TEXT SECTION Block Start
Banking crises are typically liquidity crises, with or without an underlying solvency problem. In China because the bulk of debt is domestic, the banking system is state-owned and capital flows are controlled, interbank liquidity crunches or traditional bank runs do not take hold.
But China clearly has a solvency problem and can no longer rely on a strong economic expansion to help it outgrow its bad debt problem. Years of wasteful investment have come to haunt it, resulting in serious demand deflation.
Xi Jinping's new economic team is at a loss for how to revive the sputtering economy and prevent China from plunging into Japan-style deflation. China is indeed on the route of becoming the next Japan when it comes to going through a protracted period of stagnation, but it's still too early to forecast peak China and the subsequent decades of deflation.
The second key point to stress about the adjustment we should expect is that while economically there are similarities, between China now and Japan then, technologically and geostrategically China is far from 1990s Japan -- a US ally before the technology revolution opened up new avenues for success.
True, China's demographics are dire. Years of over-investment mean its potential growth rate will also be dragged down by the necessary decline in accumulated capital. But its long-term growth potential hinges on productivity growth and China has engaged in a comprehensive supply-side transformation since 2015, which -- if successful -- will boost efficiency and productivity.
Beijing also sees data as a new factor of production, allowing it to supercharge China’s economic development without relinquishing the control the Communist Party craves. The party’s hope to deliver “the rejuvenation of the Chinese people” lies in harnessing the flow of its vast pool of data and fulfilling the promised efficiency and technological progress offered by the internet of things and the digitalisation of everyday life.
If China is successful -- and the jury is out on a 5-to-10-year horizon -- it will present a formidable challenge for the US. But more worryingly, instead of its global significance fading away as Japan's did, an unsuccessful China is likely to become a hugely destabilising geopolitical force over the next few years.
TEXT SECTION Block End
Carry on the passage about China's debt, deflation and comparison with Japan, starting right after its final sentence.
ENTRIES SHOWN Block Start
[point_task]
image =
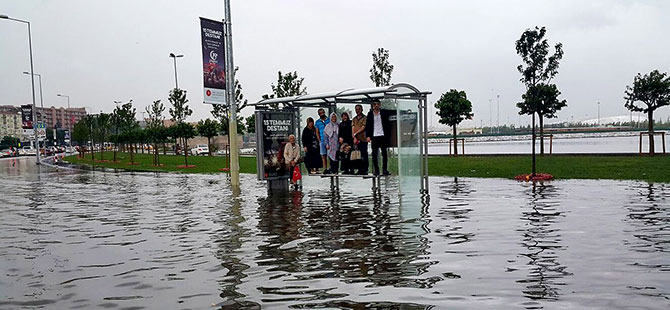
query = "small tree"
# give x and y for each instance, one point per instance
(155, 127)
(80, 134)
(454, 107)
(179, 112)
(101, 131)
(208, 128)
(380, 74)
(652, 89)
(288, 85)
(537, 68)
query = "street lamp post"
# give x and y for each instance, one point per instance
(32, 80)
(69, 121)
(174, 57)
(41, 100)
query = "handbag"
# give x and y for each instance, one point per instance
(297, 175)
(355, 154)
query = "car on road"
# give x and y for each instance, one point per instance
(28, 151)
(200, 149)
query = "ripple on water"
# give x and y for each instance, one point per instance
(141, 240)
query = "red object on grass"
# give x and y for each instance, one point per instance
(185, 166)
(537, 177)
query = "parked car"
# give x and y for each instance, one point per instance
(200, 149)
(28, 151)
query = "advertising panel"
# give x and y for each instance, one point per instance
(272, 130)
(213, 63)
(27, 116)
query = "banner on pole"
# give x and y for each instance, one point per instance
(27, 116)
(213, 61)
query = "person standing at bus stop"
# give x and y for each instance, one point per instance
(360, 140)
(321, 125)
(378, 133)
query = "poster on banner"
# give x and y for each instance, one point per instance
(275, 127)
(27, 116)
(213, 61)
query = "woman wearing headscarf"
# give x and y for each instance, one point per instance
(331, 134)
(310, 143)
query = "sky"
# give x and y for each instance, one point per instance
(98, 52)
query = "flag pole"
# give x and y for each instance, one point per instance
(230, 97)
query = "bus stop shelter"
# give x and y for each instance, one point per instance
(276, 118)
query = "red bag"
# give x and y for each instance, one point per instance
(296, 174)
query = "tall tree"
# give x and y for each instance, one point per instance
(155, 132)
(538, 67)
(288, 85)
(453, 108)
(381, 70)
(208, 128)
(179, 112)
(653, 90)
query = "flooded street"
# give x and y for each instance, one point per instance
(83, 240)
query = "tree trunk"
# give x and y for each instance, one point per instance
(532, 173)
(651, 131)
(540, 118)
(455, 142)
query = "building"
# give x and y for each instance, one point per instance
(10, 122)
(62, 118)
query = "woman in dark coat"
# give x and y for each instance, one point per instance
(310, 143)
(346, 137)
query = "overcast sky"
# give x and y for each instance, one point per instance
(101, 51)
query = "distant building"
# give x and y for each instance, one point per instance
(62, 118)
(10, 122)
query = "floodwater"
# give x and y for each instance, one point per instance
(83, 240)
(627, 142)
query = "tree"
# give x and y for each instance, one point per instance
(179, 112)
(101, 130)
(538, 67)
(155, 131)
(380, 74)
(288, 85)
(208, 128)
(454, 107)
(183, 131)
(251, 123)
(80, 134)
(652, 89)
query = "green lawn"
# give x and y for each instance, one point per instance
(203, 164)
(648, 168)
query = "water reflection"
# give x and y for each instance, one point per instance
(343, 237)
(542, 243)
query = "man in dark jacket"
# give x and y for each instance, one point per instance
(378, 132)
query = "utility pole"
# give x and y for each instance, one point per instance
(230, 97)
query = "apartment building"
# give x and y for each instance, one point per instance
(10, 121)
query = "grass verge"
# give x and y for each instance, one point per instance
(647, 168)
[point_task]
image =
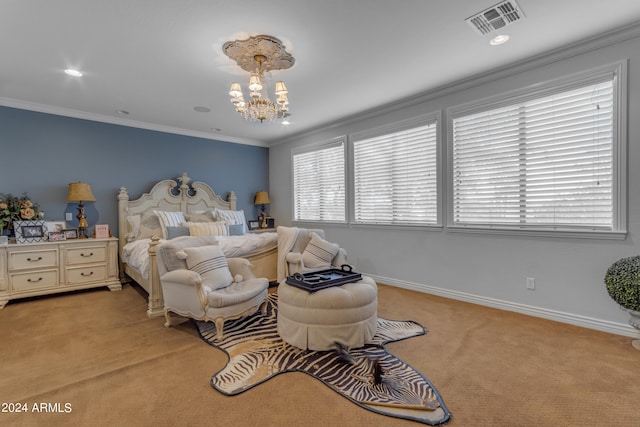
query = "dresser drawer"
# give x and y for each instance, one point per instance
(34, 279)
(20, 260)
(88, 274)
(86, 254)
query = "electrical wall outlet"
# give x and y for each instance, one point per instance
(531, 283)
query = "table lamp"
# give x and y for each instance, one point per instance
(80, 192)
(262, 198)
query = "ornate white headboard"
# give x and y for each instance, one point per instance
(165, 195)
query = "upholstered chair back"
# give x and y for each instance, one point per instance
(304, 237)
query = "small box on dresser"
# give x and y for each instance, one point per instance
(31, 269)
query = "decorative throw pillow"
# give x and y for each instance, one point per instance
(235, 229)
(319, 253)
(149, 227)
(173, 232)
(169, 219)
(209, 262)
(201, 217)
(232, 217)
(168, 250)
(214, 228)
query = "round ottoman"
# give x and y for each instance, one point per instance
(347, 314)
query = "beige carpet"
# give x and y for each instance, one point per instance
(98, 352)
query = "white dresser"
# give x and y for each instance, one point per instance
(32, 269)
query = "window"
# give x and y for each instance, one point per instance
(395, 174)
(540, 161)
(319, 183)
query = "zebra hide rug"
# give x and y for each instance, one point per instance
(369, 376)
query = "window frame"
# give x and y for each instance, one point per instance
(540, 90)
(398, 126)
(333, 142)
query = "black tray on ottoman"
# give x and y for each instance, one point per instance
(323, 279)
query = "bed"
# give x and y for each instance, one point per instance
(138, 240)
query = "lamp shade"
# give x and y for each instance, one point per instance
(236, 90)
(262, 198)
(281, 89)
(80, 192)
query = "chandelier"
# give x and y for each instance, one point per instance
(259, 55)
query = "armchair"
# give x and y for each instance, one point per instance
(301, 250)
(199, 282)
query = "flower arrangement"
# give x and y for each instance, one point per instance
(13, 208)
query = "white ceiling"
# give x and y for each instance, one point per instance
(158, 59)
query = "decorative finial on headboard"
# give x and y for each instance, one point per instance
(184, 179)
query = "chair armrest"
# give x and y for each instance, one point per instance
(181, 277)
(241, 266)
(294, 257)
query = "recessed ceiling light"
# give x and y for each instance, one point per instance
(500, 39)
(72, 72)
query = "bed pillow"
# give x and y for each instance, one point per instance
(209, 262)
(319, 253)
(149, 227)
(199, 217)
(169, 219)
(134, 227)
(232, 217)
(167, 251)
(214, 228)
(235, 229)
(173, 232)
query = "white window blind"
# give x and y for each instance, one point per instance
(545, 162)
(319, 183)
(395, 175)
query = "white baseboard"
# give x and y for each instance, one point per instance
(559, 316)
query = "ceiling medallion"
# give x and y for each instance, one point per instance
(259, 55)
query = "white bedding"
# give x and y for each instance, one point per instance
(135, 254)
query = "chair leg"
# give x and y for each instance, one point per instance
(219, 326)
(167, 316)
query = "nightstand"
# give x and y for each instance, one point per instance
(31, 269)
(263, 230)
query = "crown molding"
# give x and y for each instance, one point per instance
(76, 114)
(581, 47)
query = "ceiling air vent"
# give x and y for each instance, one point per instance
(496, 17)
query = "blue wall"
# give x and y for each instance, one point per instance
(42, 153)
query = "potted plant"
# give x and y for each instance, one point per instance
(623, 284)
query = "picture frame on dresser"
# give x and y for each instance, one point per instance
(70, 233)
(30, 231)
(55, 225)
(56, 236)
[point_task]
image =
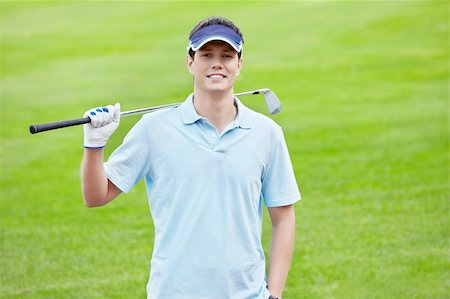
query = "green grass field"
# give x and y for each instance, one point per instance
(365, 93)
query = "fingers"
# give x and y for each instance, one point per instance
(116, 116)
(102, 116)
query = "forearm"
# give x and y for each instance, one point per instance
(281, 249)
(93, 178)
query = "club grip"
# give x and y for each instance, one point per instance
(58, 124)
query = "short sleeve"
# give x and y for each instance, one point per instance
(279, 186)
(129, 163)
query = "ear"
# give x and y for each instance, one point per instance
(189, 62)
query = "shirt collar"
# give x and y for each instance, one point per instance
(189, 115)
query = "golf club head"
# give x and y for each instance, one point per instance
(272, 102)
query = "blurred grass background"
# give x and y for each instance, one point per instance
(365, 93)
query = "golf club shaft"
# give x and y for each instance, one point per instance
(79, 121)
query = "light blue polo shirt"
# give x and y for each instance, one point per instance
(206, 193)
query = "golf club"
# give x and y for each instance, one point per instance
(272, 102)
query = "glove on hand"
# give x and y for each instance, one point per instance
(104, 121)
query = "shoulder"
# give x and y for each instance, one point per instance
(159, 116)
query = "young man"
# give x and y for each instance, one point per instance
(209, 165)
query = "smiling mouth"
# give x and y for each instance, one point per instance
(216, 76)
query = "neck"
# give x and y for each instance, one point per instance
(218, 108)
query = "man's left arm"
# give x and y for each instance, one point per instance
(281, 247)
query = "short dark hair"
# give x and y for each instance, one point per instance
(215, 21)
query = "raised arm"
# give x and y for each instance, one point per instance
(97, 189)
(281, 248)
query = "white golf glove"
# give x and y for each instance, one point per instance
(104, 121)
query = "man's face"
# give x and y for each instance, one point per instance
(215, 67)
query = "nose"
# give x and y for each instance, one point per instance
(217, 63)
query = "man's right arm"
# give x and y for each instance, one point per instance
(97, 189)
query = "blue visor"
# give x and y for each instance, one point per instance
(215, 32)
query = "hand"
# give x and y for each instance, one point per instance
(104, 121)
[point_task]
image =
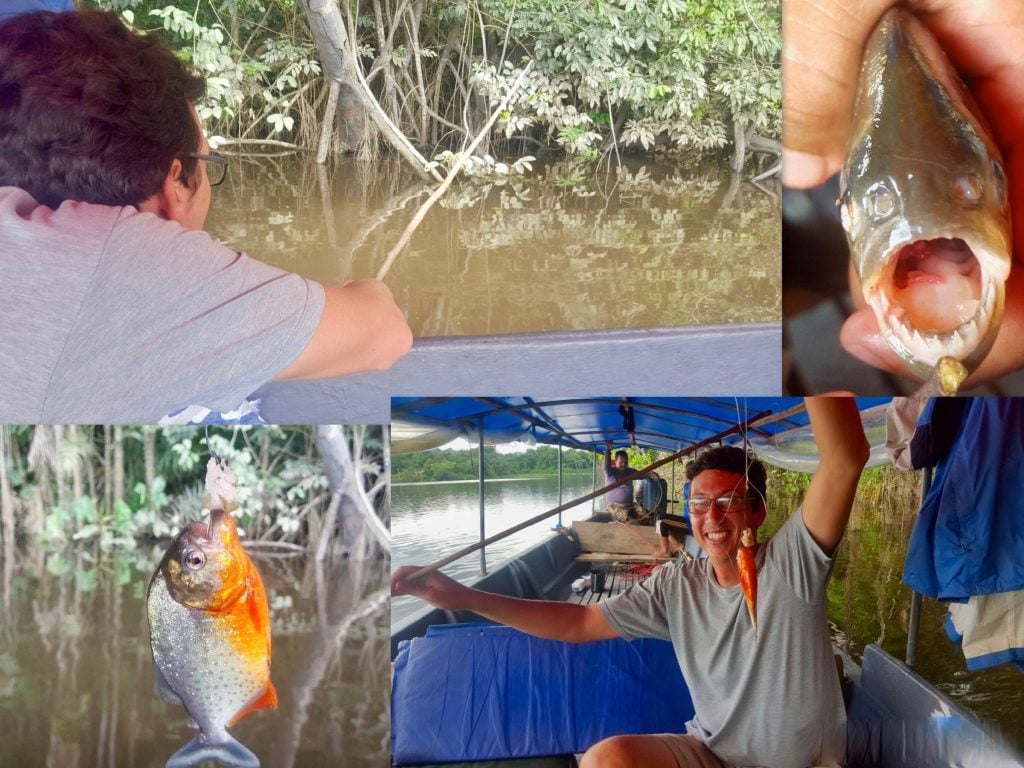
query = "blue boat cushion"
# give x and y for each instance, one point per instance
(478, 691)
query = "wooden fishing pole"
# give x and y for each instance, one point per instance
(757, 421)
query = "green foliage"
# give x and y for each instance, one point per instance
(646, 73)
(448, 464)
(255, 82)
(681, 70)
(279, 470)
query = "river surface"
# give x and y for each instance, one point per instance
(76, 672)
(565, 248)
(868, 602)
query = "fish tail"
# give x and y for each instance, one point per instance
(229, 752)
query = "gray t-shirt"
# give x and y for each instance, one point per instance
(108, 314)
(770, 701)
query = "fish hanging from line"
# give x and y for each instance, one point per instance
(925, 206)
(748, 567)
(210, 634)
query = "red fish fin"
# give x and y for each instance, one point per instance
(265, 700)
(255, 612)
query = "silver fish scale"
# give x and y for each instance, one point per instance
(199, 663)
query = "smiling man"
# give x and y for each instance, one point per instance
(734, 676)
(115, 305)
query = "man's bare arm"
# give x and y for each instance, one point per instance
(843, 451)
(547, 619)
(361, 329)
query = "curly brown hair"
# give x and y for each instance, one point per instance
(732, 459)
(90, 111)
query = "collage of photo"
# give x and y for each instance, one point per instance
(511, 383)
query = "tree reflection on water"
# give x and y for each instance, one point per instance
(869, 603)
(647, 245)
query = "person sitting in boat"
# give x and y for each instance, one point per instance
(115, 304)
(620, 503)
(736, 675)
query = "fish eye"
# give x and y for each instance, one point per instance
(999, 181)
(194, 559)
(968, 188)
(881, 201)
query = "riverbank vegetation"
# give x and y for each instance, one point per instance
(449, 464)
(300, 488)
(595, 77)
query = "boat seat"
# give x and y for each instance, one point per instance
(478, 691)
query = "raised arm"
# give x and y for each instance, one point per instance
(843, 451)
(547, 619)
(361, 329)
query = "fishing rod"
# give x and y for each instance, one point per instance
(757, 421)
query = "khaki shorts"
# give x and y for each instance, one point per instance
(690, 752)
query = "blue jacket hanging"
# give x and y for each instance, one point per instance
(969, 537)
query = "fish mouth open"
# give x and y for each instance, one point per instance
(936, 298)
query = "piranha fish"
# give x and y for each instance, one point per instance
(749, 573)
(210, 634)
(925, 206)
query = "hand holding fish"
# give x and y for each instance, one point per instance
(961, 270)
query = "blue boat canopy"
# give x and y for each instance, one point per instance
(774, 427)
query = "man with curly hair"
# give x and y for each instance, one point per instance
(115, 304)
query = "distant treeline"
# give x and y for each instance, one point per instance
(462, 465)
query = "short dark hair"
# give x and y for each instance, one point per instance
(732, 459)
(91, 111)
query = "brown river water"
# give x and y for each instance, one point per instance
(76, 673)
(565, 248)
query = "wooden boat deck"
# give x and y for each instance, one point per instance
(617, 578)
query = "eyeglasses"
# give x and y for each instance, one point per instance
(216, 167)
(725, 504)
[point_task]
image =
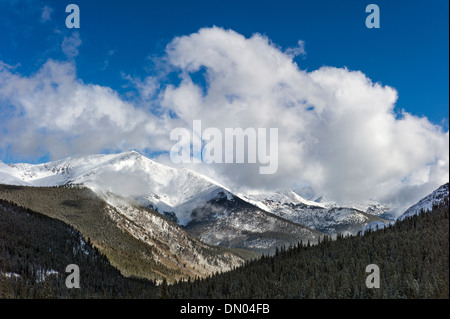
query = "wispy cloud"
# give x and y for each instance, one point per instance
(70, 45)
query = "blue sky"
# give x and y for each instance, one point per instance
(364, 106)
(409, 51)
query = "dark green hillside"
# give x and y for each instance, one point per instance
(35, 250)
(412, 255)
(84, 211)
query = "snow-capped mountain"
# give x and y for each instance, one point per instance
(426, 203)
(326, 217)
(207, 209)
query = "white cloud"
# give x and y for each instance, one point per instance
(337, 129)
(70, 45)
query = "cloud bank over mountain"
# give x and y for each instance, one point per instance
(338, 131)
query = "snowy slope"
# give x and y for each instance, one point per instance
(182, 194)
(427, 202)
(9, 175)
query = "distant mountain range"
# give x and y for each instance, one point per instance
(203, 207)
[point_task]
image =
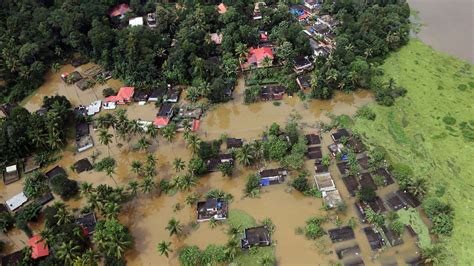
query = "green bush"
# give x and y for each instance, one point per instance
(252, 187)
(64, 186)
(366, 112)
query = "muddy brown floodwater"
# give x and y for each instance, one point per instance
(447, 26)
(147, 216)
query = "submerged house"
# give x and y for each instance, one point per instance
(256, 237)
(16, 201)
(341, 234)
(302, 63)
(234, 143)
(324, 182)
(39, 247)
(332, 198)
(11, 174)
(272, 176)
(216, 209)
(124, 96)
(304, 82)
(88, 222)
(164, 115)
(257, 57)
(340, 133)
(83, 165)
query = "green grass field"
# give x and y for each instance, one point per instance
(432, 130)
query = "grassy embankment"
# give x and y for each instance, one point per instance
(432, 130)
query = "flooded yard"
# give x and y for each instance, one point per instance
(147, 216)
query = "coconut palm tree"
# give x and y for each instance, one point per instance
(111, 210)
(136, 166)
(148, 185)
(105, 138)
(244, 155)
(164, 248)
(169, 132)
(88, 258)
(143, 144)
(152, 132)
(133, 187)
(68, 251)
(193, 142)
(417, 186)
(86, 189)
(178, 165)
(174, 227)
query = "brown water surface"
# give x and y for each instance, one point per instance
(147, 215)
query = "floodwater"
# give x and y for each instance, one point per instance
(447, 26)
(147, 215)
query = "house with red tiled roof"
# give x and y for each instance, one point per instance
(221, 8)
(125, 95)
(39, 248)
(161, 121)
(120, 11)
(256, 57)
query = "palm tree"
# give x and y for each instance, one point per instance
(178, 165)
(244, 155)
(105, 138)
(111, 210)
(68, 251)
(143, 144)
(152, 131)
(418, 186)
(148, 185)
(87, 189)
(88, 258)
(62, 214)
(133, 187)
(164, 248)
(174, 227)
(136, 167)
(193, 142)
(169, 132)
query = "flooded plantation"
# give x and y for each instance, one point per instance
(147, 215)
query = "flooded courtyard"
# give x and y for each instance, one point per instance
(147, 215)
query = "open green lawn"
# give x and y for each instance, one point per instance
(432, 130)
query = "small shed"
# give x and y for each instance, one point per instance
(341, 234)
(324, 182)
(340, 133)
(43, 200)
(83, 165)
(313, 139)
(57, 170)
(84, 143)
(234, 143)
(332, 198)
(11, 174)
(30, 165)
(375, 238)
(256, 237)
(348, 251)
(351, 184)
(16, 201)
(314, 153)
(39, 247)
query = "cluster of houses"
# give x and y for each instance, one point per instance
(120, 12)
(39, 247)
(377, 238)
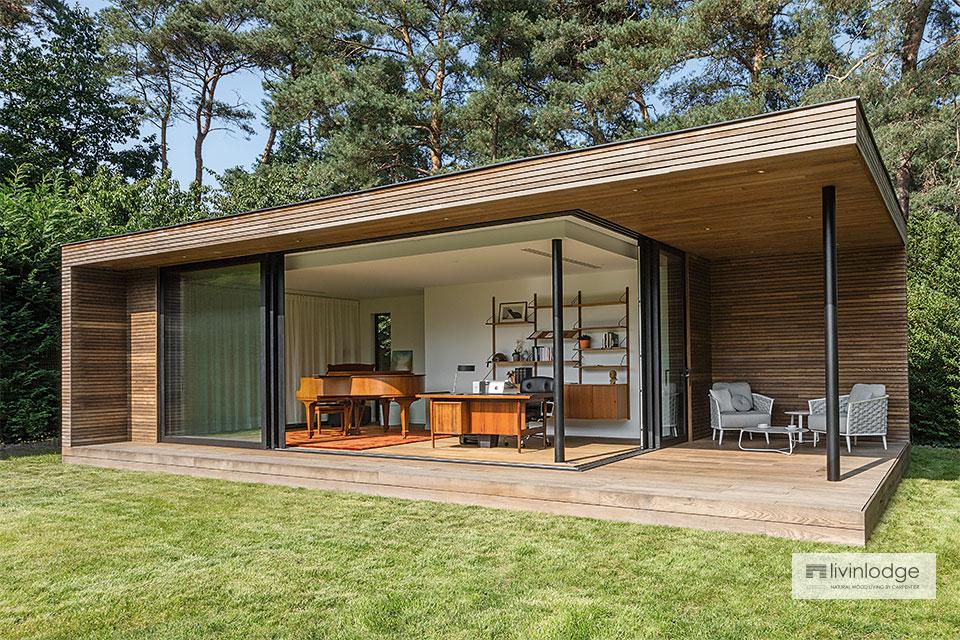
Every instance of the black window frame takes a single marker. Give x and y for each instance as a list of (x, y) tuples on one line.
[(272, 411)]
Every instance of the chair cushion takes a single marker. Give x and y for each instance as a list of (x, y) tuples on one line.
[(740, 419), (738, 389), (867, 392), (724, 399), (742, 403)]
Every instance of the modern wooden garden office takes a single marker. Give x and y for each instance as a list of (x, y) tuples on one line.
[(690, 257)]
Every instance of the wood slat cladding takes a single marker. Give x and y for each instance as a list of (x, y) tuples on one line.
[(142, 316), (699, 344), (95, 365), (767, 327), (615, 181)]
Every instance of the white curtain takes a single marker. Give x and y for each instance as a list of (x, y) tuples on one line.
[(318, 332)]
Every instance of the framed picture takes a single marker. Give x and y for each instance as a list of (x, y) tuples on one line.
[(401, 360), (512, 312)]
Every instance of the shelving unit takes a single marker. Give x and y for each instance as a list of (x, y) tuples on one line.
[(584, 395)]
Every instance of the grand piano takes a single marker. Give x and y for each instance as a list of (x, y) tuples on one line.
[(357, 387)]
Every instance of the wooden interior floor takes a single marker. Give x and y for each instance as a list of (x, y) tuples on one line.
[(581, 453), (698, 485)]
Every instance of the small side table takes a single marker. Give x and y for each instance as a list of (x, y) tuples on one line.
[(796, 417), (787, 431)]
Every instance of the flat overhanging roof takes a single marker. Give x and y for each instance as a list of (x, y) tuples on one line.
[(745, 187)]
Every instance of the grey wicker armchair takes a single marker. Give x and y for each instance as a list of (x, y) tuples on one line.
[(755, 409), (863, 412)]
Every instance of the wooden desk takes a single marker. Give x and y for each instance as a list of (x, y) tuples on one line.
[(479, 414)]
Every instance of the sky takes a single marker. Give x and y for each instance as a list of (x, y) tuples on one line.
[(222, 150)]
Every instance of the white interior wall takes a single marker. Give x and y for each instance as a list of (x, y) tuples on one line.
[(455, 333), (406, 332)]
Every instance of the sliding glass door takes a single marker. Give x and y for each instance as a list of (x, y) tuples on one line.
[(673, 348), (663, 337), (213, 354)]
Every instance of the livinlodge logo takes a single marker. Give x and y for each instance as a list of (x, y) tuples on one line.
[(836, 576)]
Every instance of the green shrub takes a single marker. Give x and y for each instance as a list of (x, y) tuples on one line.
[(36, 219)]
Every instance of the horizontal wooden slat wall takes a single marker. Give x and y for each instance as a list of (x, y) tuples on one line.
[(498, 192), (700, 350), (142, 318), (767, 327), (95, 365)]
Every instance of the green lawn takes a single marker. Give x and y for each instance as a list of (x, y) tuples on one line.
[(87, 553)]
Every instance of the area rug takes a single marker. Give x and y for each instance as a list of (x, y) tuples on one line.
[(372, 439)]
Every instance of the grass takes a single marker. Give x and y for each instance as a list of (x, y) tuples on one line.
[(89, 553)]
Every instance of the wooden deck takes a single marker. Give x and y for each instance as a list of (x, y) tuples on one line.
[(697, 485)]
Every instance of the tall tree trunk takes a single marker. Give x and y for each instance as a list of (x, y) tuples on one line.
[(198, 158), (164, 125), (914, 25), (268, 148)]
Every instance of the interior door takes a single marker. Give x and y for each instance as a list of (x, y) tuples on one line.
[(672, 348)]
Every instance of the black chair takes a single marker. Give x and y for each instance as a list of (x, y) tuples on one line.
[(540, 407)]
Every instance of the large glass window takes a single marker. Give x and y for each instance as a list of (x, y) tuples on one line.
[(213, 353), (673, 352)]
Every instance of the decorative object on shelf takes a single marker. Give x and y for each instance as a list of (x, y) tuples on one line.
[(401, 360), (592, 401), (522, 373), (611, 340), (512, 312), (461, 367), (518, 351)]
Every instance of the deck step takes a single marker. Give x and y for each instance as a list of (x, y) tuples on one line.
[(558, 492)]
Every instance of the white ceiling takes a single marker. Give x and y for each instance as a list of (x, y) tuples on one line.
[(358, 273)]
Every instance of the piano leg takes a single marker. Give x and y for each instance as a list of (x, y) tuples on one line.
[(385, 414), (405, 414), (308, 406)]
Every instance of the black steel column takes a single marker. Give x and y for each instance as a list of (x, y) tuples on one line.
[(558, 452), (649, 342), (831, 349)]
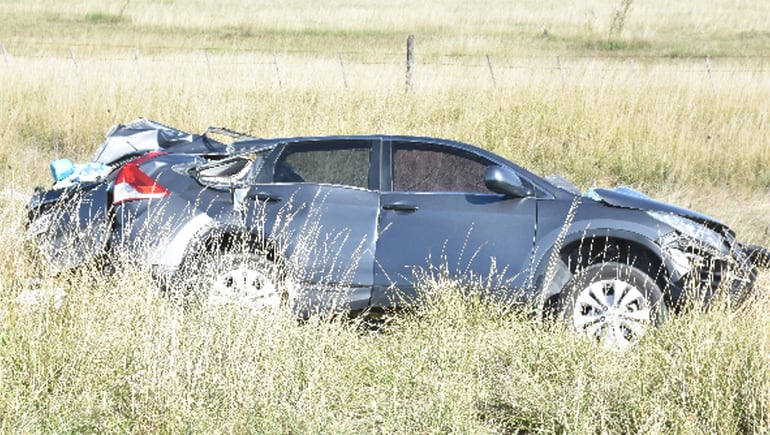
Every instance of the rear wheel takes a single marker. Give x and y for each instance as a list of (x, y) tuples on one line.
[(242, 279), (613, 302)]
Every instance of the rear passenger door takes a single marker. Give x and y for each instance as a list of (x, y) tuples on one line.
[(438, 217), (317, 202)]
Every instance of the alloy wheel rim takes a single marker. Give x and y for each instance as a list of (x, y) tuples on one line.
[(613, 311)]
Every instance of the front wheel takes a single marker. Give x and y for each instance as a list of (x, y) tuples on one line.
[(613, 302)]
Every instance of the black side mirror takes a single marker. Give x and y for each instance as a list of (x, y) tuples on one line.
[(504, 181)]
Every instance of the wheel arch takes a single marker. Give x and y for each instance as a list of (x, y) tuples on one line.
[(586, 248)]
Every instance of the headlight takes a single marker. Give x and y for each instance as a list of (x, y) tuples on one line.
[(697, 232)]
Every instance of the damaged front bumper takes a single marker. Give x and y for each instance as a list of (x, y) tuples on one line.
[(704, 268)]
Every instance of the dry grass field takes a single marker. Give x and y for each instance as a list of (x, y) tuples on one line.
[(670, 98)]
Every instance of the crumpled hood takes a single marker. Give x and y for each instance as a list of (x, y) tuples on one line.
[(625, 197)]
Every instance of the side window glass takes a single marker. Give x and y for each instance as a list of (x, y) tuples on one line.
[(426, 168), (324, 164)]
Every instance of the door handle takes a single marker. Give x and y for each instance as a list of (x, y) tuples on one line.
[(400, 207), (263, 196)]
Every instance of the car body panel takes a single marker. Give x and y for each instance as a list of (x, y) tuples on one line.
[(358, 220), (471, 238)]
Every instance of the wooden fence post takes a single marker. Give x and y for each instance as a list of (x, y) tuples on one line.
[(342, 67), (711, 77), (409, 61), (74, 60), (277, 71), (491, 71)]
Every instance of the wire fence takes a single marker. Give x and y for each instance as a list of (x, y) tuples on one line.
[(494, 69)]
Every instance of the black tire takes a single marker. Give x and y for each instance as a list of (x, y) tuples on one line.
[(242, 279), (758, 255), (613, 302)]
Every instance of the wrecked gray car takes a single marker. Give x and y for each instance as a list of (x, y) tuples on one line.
ENTRIES SHOWN Block End
RESULT OF THIS TASK:
Which takes us back to the upcoming BRICS visit. For Xi Jinping, it is another chance to put forward his vision of the future. The bloc’s members – Brazil, Russia, India, China and South Africa – account for more than 40% of the global population. They also share the desire for a more multipolar world and the demand for a greater say in global affairs. But they don't all necessarily share in Xi's vision of creating a Sino-centric sphere of influence to counter America's. The key participant to watch will be India.
Conclusion
Xi’s inaction on the economic front has led to subtle critiques of the paramount leader’s ability to lead and to come up with new ideas. Last week, the People’s Daily reminded its readers that “if officials fail to lead, others will not follow [top-level edicts] and if leaders do not set examples, they can’t win the trust [of the people.]”
While Xi’s status as “leader for life” remains unchallenged, his failure to offer solutions to the country’s pressing economic problems could dent his jealously guarded image and authority. Certainly, his Marxist-Leninist ideology and overarching emphasis on national security have assigned China to a "slow-motion real economy crisis".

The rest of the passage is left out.